**** MATERIALS PROVIDED
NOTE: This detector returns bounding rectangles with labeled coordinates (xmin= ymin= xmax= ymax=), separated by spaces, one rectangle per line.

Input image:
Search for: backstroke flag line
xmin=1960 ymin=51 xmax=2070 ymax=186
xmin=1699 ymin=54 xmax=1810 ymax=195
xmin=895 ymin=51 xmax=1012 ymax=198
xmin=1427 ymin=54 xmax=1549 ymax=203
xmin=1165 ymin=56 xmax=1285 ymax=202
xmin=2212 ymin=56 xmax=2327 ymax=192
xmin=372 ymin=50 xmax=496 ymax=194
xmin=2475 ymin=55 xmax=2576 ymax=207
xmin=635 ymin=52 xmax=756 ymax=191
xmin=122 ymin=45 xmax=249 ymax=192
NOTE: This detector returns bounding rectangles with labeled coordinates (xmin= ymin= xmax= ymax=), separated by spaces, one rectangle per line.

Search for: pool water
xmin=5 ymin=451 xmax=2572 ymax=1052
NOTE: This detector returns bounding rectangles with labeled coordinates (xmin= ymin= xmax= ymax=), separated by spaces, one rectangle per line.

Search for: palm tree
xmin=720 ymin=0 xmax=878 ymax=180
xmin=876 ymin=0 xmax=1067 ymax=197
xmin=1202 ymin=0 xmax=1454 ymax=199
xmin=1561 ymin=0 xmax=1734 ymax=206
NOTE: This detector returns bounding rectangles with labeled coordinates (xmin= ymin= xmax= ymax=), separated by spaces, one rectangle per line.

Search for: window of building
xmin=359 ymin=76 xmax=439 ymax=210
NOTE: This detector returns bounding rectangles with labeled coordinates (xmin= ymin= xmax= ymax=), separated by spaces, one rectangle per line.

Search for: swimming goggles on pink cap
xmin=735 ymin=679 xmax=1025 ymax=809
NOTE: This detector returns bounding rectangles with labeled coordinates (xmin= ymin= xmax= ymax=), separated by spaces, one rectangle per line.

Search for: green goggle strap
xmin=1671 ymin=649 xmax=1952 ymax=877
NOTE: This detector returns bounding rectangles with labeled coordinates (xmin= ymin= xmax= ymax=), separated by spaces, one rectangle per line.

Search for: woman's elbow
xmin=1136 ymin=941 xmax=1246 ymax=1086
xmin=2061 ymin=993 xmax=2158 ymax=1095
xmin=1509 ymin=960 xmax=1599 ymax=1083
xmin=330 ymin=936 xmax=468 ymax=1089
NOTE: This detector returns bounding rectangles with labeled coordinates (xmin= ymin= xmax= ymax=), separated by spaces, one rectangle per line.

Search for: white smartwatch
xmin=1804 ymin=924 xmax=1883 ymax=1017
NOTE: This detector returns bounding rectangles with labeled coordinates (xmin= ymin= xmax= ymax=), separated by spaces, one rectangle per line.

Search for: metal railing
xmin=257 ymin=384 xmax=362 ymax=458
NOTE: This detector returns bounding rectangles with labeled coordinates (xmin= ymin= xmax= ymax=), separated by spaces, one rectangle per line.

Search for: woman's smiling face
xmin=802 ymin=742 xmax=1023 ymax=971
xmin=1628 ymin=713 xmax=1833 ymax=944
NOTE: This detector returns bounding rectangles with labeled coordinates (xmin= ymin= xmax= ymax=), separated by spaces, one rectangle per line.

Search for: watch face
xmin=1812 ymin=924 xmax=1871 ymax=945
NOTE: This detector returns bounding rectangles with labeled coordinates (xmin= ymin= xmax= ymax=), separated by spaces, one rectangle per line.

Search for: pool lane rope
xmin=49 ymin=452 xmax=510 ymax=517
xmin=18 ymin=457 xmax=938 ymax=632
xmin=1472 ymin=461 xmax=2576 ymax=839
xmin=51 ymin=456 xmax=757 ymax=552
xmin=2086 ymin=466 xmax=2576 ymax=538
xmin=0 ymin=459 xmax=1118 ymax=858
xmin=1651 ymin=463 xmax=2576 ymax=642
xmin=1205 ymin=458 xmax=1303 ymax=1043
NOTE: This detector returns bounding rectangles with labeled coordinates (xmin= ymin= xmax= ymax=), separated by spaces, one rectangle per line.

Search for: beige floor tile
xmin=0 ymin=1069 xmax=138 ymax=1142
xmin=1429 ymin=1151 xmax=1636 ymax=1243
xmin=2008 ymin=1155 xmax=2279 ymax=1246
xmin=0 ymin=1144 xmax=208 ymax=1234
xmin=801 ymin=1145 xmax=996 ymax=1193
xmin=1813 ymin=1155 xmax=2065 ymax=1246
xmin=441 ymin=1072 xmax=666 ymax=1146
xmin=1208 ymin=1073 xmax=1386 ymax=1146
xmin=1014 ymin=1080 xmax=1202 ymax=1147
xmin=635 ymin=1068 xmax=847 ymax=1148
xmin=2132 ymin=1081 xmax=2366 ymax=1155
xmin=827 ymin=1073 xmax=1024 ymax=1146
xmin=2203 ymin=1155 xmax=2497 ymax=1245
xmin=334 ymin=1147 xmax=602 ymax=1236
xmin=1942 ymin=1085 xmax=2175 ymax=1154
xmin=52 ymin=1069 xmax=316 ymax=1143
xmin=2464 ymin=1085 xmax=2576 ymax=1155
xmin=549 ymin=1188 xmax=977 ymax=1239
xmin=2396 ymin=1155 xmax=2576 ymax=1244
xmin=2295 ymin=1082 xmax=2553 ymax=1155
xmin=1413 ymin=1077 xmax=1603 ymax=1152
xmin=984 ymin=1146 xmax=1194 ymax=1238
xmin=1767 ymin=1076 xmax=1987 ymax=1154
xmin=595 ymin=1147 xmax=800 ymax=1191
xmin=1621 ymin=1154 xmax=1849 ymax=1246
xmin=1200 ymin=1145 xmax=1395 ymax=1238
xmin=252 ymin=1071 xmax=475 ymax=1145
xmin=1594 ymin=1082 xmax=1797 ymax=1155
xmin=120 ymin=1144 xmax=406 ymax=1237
********
### YOUR OBJECTIVE
Would you set down all of the entries again, word for word?

### TASK SOLUTION
NOTE: This detector returns bounding rectangles with labeled coordinates (xmin= ymin= xmax= ymax=), separated by spaces, one rectangle per line.

Input image:
Search for: backstroke flag line
xmin=1960 ymin=51 xmax=2070 ymax=186
xmin=1699 ymin=54 xmax=1810 ymax=195
xmin=895 ymin=51 xmax=1012 ymax=198
xmin=1427 ymin=54 xmax=1549 ymax=203
xmin=1165 ymin=56 xmax=1285 ymax=202
xmin=2212 ymin=56 xmax=2327 ymax=192
xmin=372 ymin=50 xmax=496 ymax=194
xmin=2475 ymin=55 xmax=2576 ymax=207
xmin=635 ymin=52 xmax=756 ymax=191
xmin=122 ymin=45 xmax=249 ymax=192
NOTE: This detector returns bounding rectangles with labeled coordinates (xmin= ymin= xmax= ymax=), separated by spaces, one rectangle per line.

Search for: pool water
xmin=5 ymin=451 xmax=2572 ymax=1052
NOTE: This detector returns bounding rectangles with labeled coordinates (xmin= ymin= xmax= ymax=), separated by spaces, one rectangle per line.

Search for: palm tree
xmin=720 ymin=0 xmax=878 ymax=180
xmin=876 ymin=0 xmax=1067 ymax=197
xmin=1202 ymin=0 xmax=1454 ymax=199
xmin=1561 ymin=0 xmax=1734 ymax=206
NOTE: This detector returns bounding rectangles with labeled coordinates (xmin= ymin= xmax= ymax=), separated by spaces, one rectangle per line.

Search for: window of building
xmin=359 ymin=76 xmax=439 ymax=210
NOTE: This detector returns bounding rectangles with labeled coordinates (xmin= ymin= xmax= ymax=), separated by spaces, one rectangle per line.

Search for: swimming goggles on pink cap
xmin=735 ymin=679 xmax=1025 ymax=809
NOTE: This detector returns bounding rectangles with labeled coordinates (xmin= ymin= xmax= ymax=), separated by spaces, one rectangle per line.

Search for: green goggle strap
xmin=1671 ymin=649 xmax=1952 ymax=877
NOTE: This detector returns bounding rectangles with labeled coordinates (xmin= ymin= xmax= ymax=), separated by spaces, one rectangle per line.

Search for: woman's elbow
xmin=1136 ymin=941 xmax=1246 ymax=1086
xmin=2061 ymin=993 xmax=2158 ymax=1095
xmin=1509 ymin=960 xmax=1599 ymax=1083
xmin=330 ymin=936 xmax=468 ymax=1089
NOTE: This detector returns bounding rectangles with labeled coordinates (xmin= ymin= xmax= ymax=), separated by spaces, one rectangle per line.

Search for: white smartwatch
xmin=1804 ymin=924 xmax=1883 ymax=1017
NOTE: This detector returns bounding rectangles with labeled coordinates (xmin= ymin= xmax= ymax=), separated by spaces, one rectangle per line.

Search for: metal railing
xmin=257 ymin=384 xmax=362 ymax=458
NOTE: This detector returns bounding rectangles with labeled coordinates (xmin= ymin= xmax= ymax=), separated by spaces, one rectangle per line.

Search for: woman's smiling face
xmin=802 ymin=742 xmax=1023 ymax=971
xmin=1628 ymin=713 xmax=1833 ymax=944
NOTE: This detector returns bounding rectangles with labeled coordinates (xmin= ymin= xmax= ymax=), separated by spaces, one rectangle per line.

Search for: watch face
xmin=1812 ymin=924 xmax=1871 ymax=945
NOTE: This detector returns bounding rectangles with labeled coordinates (xmin= ymin= xmax= ymax=), separated by spaces, one rectangle per line.

Search for: pool lane rope
xmin=49 ymin=452 xmax=510 ymax=517
xmin=18 ymin=457 xmax=938 ymax=632
xmin=1472 ymin=461 xmax=2576 ymax=839
xmin=51 ymin=456 xmax=757 ymax=552
xmin=2086 ymin=466 xmax=2576 ymax=538
xmin=0 ymin=459 xmax=1118 ymax=858
xmin=1651 ymin=463 xmax=2576 ymax=642
xmin=1205 ymin=458 xmax=1303 ymax=1043
NOTE: This detector returns bounding rectangles with labeled coordinates (xmin= ymin= xmax= ymax=), separated by spaces, one rectangle per line.

Search for: beige floor tile
xmin=0 ymin=1069 xmax=138 ymax=1142
xmin=1429 ymin=1151 xmax=1636 ymax=1243
xmin=2008 ymin=1155 xmax=2279 ymax=1246
xmin=0 ymin=1144 xmax=208 ymax=1234
xmin=801 ymin=1145 xmax=996 ymax=1193
xmin=1813 ymin=1155 xmax=2065 ymax=1246
xmin=441 ymin=1072 xmax=666 ymax=1146
xmin=1208 ymin=1073 xmax=1386 ymax=1146
xmin=1014 ymin=1080 xmax=1202 ymax=1147
xmin=635 ymin=1068 xmax=847 ymax=1148
xmin=2132 ymin=1081 xmax=2366 ymax=1155
xmin=827 ymin=1073 xmax=1024 ymax=1146
xmin=2203 ymin=1155 xmax=2497 ymax=1245
xmin=334 ymin=1147 xmax=602 ymax=1236
xmin=1942 ymin=1085 xmax=2175 ymax=1154
xmin=52 ymin=1069 xmax=316 ymax=1143
xmin=2464 ymin=1085 xmax=2576 ymax=1155
xmin=549 ymin=1188 xmax=977 ymax=1239
xmin=2396 ymin=1155 xmax=2576 ymax=1244
xmin=2295 ymin=1082 xmax=2553 ymax=1155
xmin=1413 ymin=1077 xmax=1603 ymax=1152
xmin=984 ymin=1146 xmax=1194 ymax=1238
xmin=1767 ymin=1076 xmax=1987 ymax=1154
xmin=595 ymin=1147 xmax=800 ymax=1191
xmin=1621 ymin=1154 xmax=1849 ymax=1246
xmin=1200 ymin=1145 xmax=1395 ymax=1238
xmin=252 ymin=1071 xmax=475 ymax=1145
xmin=1594 ymin=1082 xmax=1797 ymax=1155
xmin=120 ymin=1144 xmax=406 ymax=1237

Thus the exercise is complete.